From the first line to the last, write out the material verbatim.
..............................
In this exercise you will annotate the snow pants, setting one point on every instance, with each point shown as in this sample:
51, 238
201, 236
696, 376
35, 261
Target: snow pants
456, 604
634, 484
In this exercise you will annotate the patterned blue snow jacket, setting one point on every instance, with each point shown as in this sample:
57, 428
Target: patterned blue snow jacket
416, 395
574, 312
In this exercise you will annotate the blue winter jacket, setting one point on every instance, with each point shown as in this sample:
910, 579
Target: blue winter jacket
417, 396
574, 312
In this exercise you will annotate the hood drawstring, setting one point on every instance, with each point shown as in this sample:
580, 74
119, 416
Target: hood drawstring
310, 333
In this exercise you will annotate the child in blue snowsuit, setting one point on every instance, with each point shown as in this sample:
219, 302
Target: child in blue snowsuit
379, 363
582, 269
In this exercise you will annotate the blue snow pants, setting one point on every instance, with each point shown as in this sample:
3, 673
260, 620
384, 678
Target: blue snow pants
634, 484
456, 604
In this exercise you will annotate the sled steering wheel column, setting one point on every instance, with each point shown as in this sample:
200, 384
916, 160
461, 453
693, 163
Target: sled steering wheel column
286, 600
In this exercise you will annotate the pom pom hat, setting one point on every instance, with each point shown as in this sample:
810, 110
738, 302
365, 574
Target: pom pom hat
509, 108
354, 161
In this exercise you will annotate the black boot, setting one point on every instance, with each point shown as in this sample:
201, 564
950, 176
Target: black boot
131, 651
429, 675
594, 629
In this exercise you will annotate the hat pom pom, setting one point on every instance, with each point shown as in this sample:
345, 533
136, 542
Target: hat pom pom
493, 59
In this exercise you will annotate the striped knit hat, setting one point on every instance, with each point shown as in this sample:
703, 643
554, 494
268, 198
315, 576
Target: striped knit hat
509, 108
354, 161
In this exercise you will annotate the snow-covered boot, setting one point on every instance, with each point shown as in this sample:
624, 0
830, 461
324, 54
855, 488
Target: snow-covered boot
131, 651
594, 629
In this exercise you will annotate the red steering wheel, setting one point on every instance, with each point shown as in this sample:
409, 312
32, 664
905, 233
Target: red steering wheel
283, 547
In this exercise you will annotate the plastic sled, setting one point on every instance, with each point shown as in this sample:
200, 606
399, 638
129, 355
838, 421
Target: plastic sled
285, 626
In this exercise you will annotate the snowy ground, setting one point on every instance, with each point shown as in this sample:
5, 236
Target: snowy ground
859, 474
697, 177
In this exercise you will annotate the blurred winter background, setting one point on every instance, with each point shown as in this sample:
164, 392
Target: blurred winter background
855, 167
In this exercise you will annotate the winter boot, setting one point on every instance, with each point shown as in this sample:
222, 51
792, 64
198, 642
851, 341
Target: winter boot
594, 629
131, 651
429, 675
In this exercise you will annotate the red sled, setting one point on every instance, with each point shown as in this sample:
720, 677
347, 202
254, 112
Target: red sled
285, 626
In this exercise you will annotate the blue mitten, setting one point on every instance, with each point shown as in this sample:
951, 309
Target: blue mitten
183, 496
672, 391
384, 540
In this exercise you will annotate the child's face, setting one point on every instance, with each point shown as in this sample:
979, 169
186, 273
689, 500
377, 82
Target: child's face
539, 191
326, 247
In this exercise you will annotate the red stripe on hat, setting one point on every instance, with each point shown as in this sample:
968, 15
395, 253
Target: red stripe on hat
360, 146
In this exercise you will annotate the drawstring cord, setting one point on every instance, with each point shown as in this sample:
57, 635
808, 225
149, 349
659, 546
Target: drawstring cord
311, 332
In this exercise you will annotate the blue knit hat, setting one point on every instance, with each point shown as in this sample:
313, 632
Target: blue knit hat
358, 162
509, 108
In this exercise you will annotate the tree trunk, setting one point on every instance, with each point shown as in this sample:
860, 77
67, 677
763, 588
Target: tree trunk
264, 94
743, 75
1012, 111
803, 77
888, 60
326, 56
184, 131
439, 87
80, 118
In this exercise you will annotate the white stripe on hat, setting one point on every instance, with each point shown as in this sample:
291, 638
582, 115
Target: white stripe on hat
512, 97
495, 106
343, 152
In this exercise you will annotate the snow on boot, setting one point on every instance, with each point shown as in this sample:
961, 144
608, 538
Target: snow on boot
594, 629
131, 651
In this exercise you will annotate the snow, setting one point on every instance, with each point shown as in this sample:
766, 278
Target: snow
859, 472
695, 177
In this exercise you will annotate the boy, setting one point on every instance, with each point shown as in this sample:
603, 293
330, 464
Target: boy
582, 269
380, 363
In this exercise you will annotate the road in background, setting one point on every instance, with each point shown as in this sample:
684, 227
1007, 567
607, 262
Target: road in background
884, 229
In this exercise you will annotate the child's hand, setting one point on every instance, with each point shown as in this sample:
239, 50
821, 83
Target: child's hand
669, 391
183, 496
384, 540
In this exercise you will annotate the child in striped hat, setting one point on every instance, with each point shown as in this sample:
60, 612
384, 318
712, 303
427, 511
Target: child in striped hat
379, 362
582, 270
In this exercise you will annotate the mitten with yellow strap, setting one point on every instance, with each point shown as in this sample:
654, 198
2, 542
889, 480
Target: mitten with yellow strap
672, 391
..............................
Your solution:
In this exercise you will annotate the snow pants, setting one point on every instance, with each point shown as in this sample:
51, 238
201, 236
696, 376
35, 261
Target: snow pants
456, 604
634, 484
In this exercise you will annotate the patterned blue snow jacket, setting one point on every instance, with each point shown as in this sample:
57, 428
Target: patterned blue snow jacket
416, 395
574, 312
In this exercise you will annotate the blue winter jacket, setting one point on every instance, with each point shown as in this sample:
910, 579
Target: blue winter jacket
417, 396
574, 312
In this exercise you will annotate the hood drawstring, setting one point on every instance, with each point shown as in this sample:
580, 74
119, 416
Target: hood drawstring
310, 333
In this exercise you will annotate the child in blue snowsuit, setting one point on every instance, with each point shown as in this sample:
219, 302
Target: child in blue snowsuit
379, 363
582, 269
In this exercise you will annotate the blue snow pants, setting one point on every instance, with each point shown as in this sample:
3, 673
260, 620
384, 678
Target: blue snow pants
634, 484
456, 604
In this exercise you will annotate the sled steering wheel column, setting one point on every instance, with each point shown as in this sample:
200, 384
916, 160
461, 453
693, 163
Target: sled steering wheel column
286, 600
In this exercise you will annotate the pom pom hat, setting one point on every instance, with each point shown as in this sample:
810, 110
738, 302
365, 574
Target: pom pom hat
509, 108
354, 161
In this exercise you will annotate the black boot, setting one point on every instance, with each point shown as in this sample:
201, 564
950, 176
Target: black boot
131, 651
429, 675
594, 629
In this exercise you will annotate the hat pom pom, setting one point on every instance, with each point shown as in this sample:
345, 533
136, 542
Target: hat pom pom
493, 59
In this exercise you will annotate the striped knit hat, setting one point on every instance, with each point shown as in this sample:
703, 643
554, 494
268, 198
315, 576
Target: striped knit hat
509, 108
354, 161
In this exercise you will annotate the snow-covered boot, setting one point on every instance, with each point shown as in this sample:
624, 0
830, 461
324, 54
855, 488
Target: snow-covered boot
131, 651
594, 629
In this exercise you will annotate the red steering wheel, setting one point on every instance, with each point shown as in this sample:
409, 312
32, 664
905, 233
Target: red steering wheel
283, 547
In this exercise you will annotate the plastic sled, setting one point on every instance, with each point shown as in this sample:
200, 606
399, 638
129, 355
838, 421
Target: plastic sled
285, 626
In this exercise you will annotate the snowy ground, setting one point on every instance, with each point shown as in this sample:
5, 236
Target: snowy ground
859, 474
697, 177
In this exercise you will annotate the blurred winter background, setting one point on every instance, with each point shown as in this sample:
164, 392
Target: blurred winter background
855, 167
In this exercise you will annotate the winter boot, setting one point on every instance, with each point shown as in this sample:
222, 51
792, 64
198, 642
851, 341
Target: winter boot
594, 629
131, 651
429, 675
In this exercise you will annotate the red sled, setting one point on every instance, with each point shown as in this sample:
720, 677
347, 202
254, 112
Target: red sled
285, 626
In this exercise you will annotate the blue mitten, setting one point on every instance, with each point shown as in this sample:
951, 309
Target: blue mitten
183, 496
672, 391
384, 540
In this exercise you will annotate the child's face, setting one point on every instance, with each point shown as in this sample:
979, 169
186, 273
689, 500
377, 82
Target: child's face
539, 191
326, 247
In this exercise you will annotate the red stripe on hat, setting one point on every instance, with each point shown as in this sample:
968, 15
395, 253
Target: red stripe on hat
360, 146
In this exercise you will annotate the drawstring cord, setting one point on every instance, with each point shown as in this sample:
57, 635
808, 225
149, 349
659, 546
Target: drawstring cord
311, 332
In this exercise you will annotate the blue knit hat, setting one point on every instance, with each point shown as in this sample:
313, 632
Target: blue knit hat
358, 162
509, 108
In this exercise you will annotate the tree trunk, setting one point on every instance, with each point shown as in this sample:
860, 77
67, 677
763, 588
Target: tree trunk
264, 94
743, 75
1012, 111
803, 77
888, 60
326, 56
184, 131
439, 87
80, 118
In this exercise you will annotate the white stripe on hat, setting one point on every instance, with each point shown as in this sample:
291, 638
582, 115
Target: white stripe on hat
512, 97
495, 106
343, 152
In this exercise you will annotate the snow on boot, setting one point on every instance, with each point shown as in this sample:
961, 144
608, 538
Target: snow on boot
594, 629
131, 651
In this exercise you will annotate the snow, setting one point on every instance, with each point shown as in this sample:
766, 278
Target: snow
859, 472
695, 177
In this exercise you will annotate the boy, setting one point on every instance, with each point shown as in this sample:
603, 293
330, 464
Target: boy
582, 269
380, 363
In this exercise you will annotate the road in background, setting one point on every instance, with each point shown as in this sample:
684, 227
1007, 567
607, 262
Target: road in background
884, 229
In this exercise you will annotate the child's hand, setting one point on every instance, with each point shown as in this sample:
239, 50
821, 83
Target: child's hand
669, 391
183, 496
384, 540
In this exercise you will annotate the child in striped hat, setting one point on every instance, with each point shown as in this sample:
60, 612
384, 318
712, 303
427, 511
Target: child in striped hat
379, 362
582, 270
In this exercise you will annotate the mitten with yellow strap, setting one point on every instance, with each point shown as in this sample:
654, 198
2, 542
889, 480
Target: mitten with yellow strap
672, 391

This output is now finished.